Description of the task:
Transcribe the beetle article word for word, everything from "Are there really more" down to "in parasitic wasps.".

Reading text:
This Is Not Our Planet. Whose Planet Is It?

Mention "beetles," and most folks think of that iconic English rock band from Liverpool. You know, John Lennon, Paul McCartney, George Harrison and Ringo Starr?

But to entomologists, "The Beatles," means "The Beetles."  You know, the ones with six legs and two antennae? A body comprised of a head, thorax, and abdomen?

Ah, yes.

We were delighted to see the National Public Radio (NPR) showcase insects on its Aug. 1st program, "Beetles Dominate As Scientists Discover New Animal Species."

"Beetles make up around 40% of all insect species ever described and around 25% of all animals," NPR teased. "Are there really that many different kinds of beetles, or do scientists have a strong pro-beetle bias?"

NPR's Nell Greenfieldboyd interviewed Rachel Smith, the undergraduate student at the University of Kansas who discovered 18 species of water beetles when she was handed 2000 specimens to sort. 

Are there really more beetles (Order Coleoptera) than any other insects? Yes.

Greenfieldboyd interviewed Lynn Kimsey, director of the Bohart Museum of Entomology and Nematology and professor of entomology at UC Davis, and UC Davis alumnus Andrew Forbes, now an associate professor at the University of Iowa.  Kimsey specializes in the Order Hymenoptera (bees, wasps and sawflies) and Forbes specializes in parasitic wasps.

They both agreed that beetle outnumber all other insects on earth.

Entries:
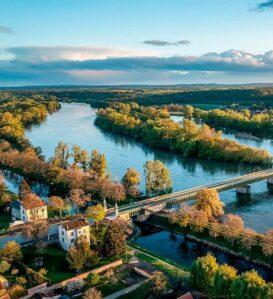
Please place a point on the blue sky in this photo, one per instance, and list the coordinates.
(70, 41)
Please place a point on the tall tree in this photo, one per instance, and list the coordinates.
(62, 155)
(97, 213)
(208, 200)
(158, 179)
(78, 198)
(158, 283)
(131, 180)
(57, 204)
(80, 255)
(98, 163)
(115, 239)
(92, 293)
(24, 189)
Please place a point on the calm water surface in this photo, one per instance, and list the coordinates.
(74, 124)
(186, 252)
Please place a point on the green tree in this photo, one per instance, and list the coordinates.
(158, 283)
(62, 155)
(115, 239)
(11, 252)
(98, 163)
(188, 111)
(92, 279)
(224, 277)
(57, 204)
(158, 179)
(4, 266)
(92, 294)
(130, 179)
(24, 189)
(208, 200)
(97, 213)
(203, 271)
(80, 255)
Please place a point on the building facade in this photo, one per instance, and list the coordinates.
(70, 231)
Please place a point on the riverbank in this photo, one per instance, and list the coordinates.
(219, 244)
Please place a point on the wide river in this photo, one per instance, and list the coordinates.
(74, 124)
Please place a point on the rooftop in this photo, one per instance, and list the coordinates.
(32, 201)
(73, 224)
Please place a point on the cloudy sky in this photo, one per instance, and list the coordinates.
(102, 42)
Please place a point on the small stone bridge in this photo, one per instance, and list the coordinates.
(142, 209)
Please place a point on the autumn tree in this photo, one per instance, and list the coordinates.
(115, 239)
(248, 238)
(57, 204)
(131, 181)
(78, 198)
(98, 163)
(188, 111)
(158, 283)
(92, 293)
(267, 243)
(203, 271)
(24, 189)
(224, 277)
(62, 155)
(235, 226)
(2, 187)
(37, 232)
(208, 200)
(117, 192)
(158, 179)
(11, 252)
(97, 213)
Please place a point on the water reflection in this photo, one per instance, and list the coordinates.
(74, 124)
(185, 252)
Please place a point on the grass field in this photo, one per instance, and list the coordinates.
(5, 220)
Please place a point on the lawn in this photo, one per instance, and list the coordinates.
(54, 262)
(107, 286)
(5, 220)
(170, 268)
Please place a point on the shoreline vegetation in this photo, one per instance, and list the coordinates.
(154, 128)
(257, 123)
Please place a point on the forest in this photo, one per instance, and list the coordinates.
(154, 127)
(98, 97)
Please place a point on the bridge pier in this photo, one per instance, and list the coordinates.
(270, 185)
(243, 193)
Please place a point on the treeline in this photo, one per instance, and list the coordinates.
(15, 113)
(154, 127)
(259, 124)
(223, 281)
(148, 96)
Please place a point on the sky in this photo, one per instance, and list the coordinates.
(109, 42)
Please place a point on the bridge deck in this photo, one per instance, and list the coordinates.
(181, 196)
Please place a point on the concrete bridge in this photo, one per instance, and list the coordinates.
(142, 209)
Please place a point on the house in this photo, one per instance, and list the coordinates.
(29, 208)
(72, 230)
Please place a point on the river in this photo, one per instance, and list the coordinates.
(184, 253)
(74, 124)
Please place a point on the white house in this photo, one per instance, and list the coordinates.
(30, 208)
(70, 231)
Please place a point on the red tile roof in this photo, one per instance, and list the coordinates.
(77, 223)
(32, 201)
(186, 296)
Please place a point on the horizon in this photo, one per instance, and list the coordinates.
(114, 43)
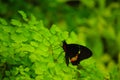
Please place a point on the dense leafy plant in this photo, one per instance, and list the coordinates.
(30, 51)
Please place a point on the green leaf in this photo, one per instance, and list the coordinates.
(23, 14)
(3, 21)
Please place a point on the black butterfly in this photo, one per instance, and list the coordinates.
(75, 53)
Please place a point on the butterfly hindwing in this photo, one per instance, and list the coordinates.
(75, 53)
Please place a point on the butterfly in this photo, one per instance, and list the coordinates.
(75, 53)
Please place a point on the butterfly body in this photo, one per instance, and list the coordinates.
(75, 53)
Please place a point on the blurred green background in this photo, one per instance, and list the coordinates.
(94, 23)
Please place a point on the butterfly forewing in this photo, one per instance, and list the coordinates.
(75, 53)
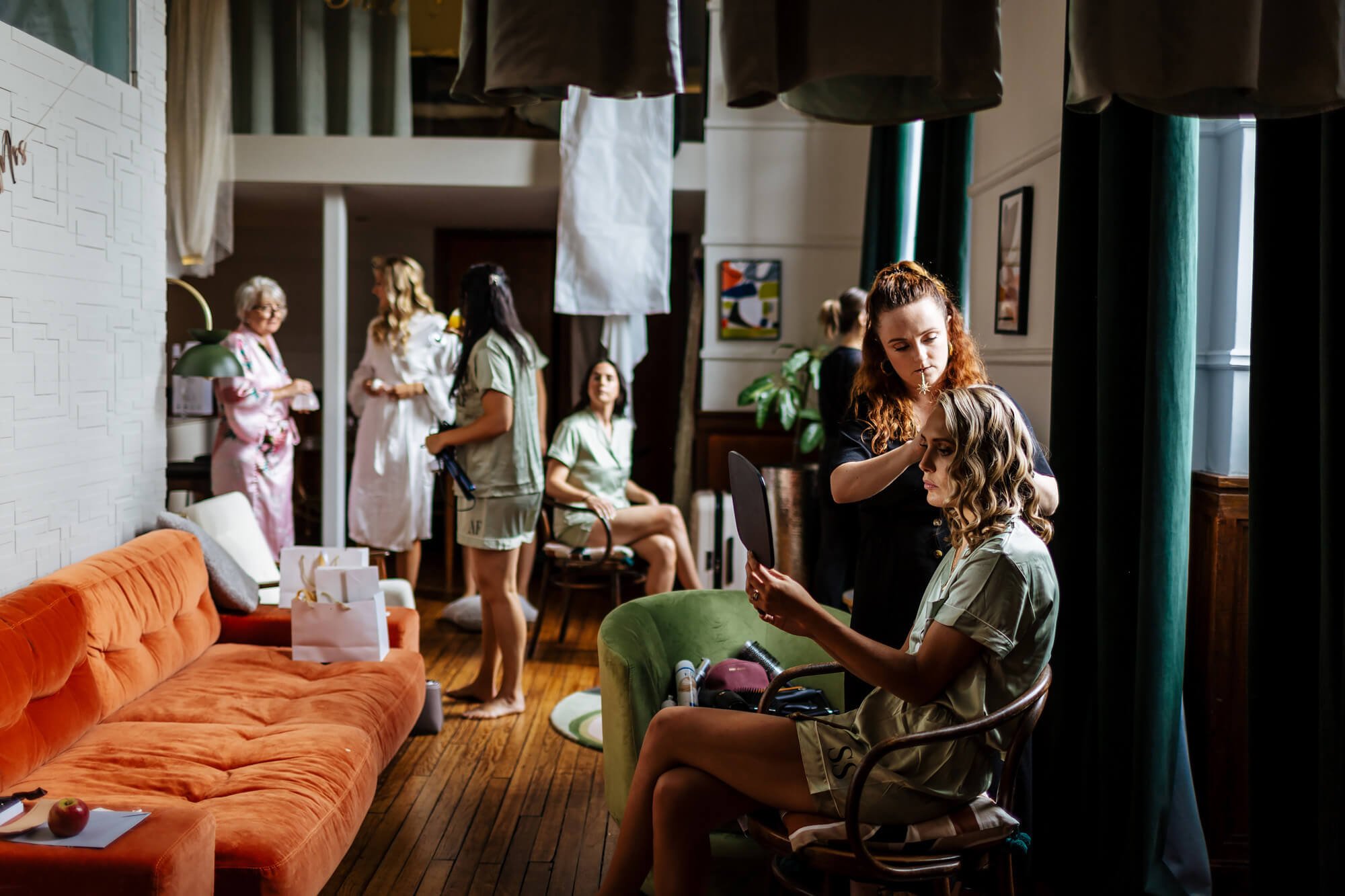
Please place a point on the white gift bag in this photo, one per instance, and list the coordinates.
(328, 631)
(299, 563)
(348, 584)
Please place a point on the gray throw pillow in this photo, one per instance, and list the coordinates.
(232, 588)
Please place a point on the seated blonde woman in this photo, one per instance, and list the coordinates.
(983, 635)
(590, 464)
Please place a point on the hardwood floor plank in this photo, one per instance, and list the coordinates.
(516, 860)
(432, 884)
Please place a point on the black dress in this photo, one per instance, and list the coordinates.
(902, 541)
(840, 524)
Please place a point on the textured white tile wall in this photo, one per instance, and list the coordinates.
(83, 299)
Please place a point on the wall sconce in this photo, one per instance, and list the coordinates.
(208, 360)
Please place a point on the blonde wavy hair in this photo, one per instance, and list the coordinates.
(406, 283)
(878, 391)
(991, 471)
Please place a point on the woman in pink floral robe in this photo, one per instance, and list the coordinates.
(255, 447)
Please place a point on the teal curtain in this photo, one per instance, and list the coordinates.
(892, 153)
(1297, 494)
(302, 68)
(1122, 415)
(942, 225)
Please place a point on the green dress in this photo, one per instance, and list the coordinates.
(510, 463)
(599, 464)
(1003, 595)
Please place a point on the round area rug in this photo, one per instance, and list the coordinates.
(580, 719)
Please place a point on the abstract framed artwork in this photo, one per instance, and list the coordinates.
(1013, 260)
(750, 299)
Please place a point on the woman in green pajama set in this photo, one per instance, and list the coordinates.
(983, 637)
(590, 464)
(501, 408)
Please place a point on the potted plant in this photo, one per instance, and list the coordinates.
(790, 490)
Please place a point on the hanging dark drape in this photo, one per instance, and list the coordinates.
(1122, 412)
(882, 63)
(942, 225)
(520, 52)
(1226, 58)
(1297, 494)
(892, 150)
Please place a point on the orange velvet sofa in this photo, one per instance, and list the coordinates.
(258, 770)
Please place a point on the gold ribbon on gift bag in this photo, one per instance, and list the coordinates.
(310, 591)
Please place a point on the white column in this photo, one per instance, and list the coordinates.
(1225, 290)
(778, 186)
(336, 249)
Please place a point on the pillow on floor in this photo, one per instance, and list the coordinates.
(232, 588)
(466, 612)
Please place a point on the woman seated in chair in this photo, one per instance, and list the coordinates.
(983, 637)
(590, 464)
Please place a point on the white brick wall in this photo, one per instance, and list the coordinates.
(83, 299)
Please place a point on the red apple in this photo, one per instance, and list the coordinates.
(68, 817)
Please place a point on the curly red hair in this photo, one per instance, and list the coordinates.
(884, 396)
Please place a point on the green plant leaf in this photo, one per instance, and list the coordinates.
(789, 407)
(812, 439)
(796, 362)
(755, 389)
(765, 407)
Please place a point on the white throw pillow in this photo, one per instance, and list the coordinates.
(466, 612)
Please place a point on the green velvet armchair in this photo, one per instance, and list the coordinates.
(638, 646)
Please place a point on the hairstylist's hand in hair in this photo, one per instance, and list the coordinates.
(781, 600)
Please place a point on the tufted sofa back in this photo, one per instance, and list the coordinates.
(83, 642)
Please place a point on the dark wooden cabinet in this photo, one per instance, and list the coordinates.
(1217, 671)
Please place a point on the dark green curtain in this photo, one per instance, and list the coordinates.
(891, 155)
(1122, 413)
(942, 236)
(1297, 494)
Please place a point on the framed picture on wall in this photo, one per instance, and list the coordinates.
(1013, 260)
(750, 299)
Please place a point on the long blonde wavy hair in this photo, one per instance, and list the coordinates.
(406, 283)
(991, 471)
(878, 391)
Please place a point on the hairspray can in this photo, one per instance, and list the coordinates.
(684, 682)
(759, 654)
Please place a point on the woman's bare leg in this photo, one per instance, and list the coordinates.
(758, 756)
(408, 564)
(661, 553)
(633, 524)
(497, 575)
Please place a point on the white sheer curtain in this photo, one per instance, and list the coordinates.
(200, 158)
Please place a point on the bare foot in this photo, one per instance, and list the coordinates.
(474, 693)
(497, 708)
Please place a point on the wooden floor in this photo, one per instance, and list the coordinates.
(504, 806)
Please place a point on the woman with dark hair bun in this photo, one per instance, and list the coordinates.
(843, 322)
(590, 463)
(501, 419)
(917, 346)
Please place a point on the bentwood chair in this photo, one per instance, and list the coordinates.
(888, 858)
(582, 569)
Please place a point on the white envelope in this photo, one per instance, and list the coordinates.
(329, 633)
(291, 579)
(348, 584)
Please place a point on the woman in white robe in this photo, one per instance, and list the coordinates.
(401, 392)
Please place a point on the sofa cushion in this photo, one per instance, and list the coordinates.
(171, 853)
(231, 585)
(270, 626)
(287, 799)
(247, 685)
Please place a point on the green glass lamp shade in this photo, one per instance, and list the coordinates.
(209, 358)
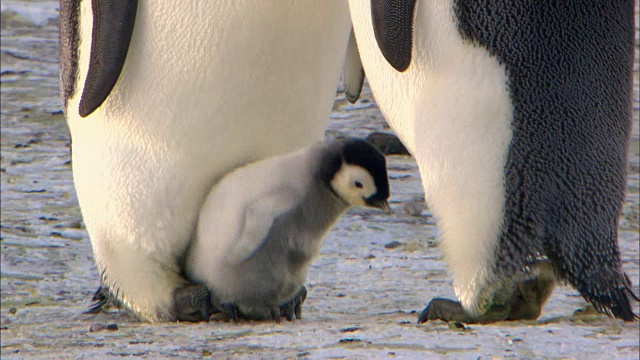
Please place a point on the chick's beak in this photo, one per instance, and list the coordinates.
(380, 204)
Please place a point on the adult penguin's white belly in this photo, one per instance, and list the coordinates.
(518, 116)
(206, 86)
(451, 109)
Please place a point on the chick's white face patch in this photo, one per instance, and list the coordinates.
(354, 184)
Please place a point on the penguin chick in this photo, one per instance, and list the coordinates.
(262, 224)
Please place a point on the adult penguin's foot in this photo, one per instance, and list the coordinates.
(294, 306)
(445, 310)
(193, 303)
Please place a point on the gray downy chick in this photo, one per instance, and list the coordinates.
(261, 226)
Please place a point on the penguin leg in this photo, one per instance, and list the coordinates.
(525, 303)
(193, 303)
(294, 306)
(530, 297)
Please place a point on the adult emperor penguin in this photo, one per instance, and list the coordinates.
(162, 98)
(519, 116)
(262, 225)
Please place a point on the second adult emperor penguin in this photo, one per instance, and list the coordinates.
(162, 99)
(519, 116)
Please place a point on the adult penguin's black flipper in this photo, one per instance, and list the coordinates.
(393, 29)
(113, 22)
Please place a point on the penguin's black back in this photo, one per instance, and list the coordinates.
(569, 67)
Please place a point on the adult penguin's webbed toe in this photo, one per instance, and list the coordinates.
(445, 310)
(294, 306)
(193, 303)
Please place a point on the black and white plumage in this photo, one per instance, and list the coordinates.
(162, 99)
(262, 225)
(519, 116)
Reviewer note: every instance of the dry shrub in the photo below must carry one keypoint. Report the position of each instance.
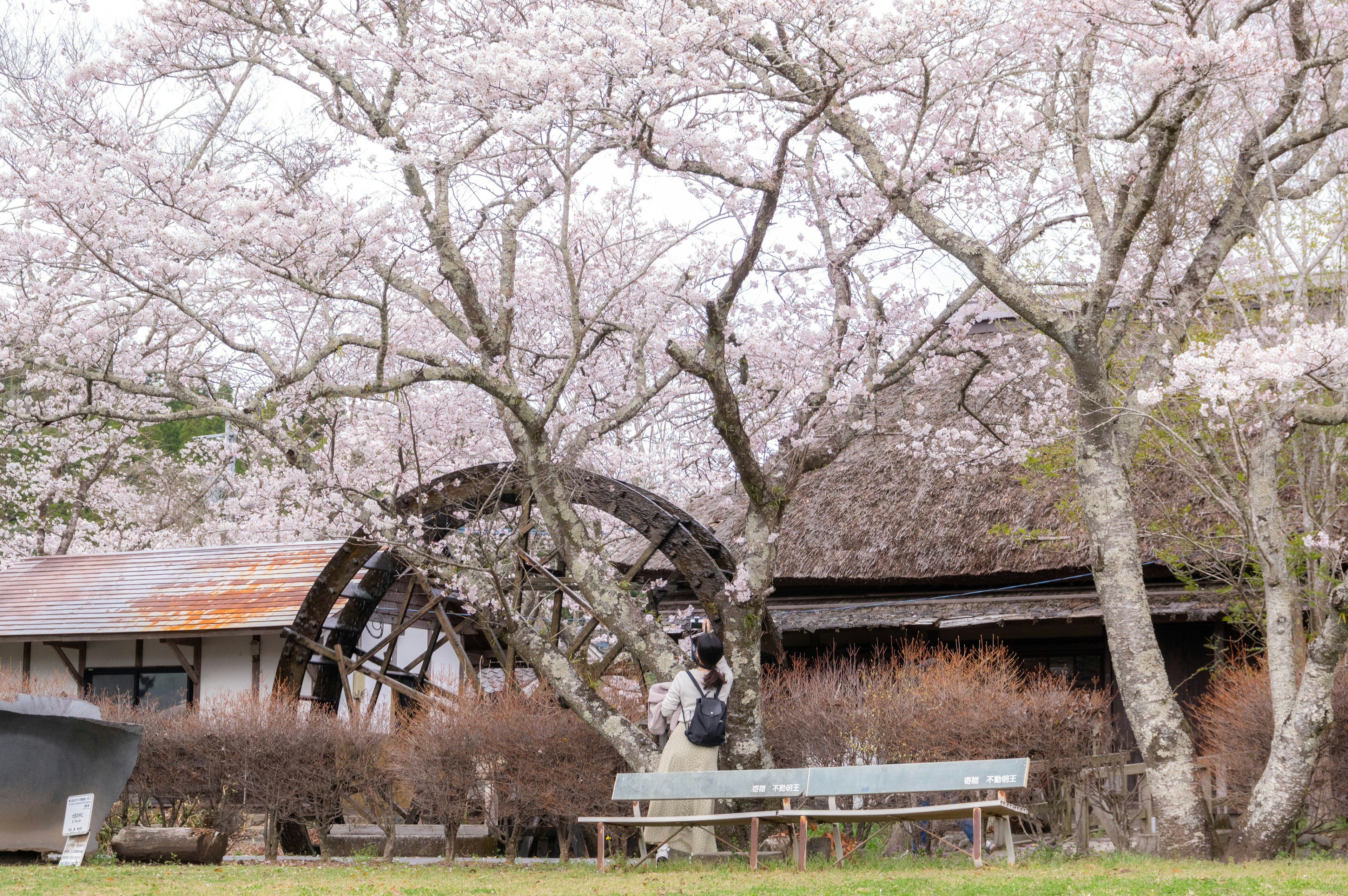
(40, 684)
(517, 761)
(438, 756)
(813, 709)
(927, 704)
(936, 704)
(1235, 725)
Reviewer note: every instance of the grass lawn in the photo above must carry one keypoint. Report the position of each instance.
(868, 878)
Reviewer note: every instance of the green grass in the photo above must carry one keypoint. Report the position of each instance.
(868, 878)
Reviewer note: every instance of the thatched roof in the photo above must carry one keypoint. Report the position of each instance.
(879, 517)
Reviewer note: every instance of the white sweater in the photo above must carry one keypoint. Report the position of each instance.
(682, 696)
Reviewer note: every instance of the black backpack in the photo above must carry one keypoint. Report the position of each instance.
(708, 725)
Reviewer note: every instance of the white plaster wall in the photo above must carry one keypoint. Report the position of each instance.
(412, 643)
(226, 662)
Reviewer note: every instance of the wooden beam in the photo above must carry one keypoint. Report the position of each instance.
(323, 651)
(652, 546)
(389, 653)
(583, 638)
(412, 620)
(71, 668)
(459, 649)
(193, 671)
(345, 684)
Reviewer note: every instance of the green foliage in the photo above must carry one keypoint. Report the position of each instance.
(1055, 872)
(173, 436)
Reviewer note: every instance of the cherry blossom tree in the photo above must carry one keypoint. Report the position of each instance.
(390, 230)
(1231, 417)
(1136, 145)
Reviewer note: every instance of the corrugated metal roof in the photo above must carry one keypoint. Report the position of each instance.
(197, 589)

The result:
Are there really more beetles (Order Coleoptera) than any other insects? Yes.

Greenfieldboyd interviewed Lynn Kimsey, director of the Bohart Museum of Entomology and Nematology and professor of entomology at UC Davis, and UC Davis alumnus Andrew Forbes, now an associate professor at the University of Iowa.  Kimsey specializes in the Order Hymenoptera (bees, wasps and sawflies) and Forbes specializes in parasitic wasps.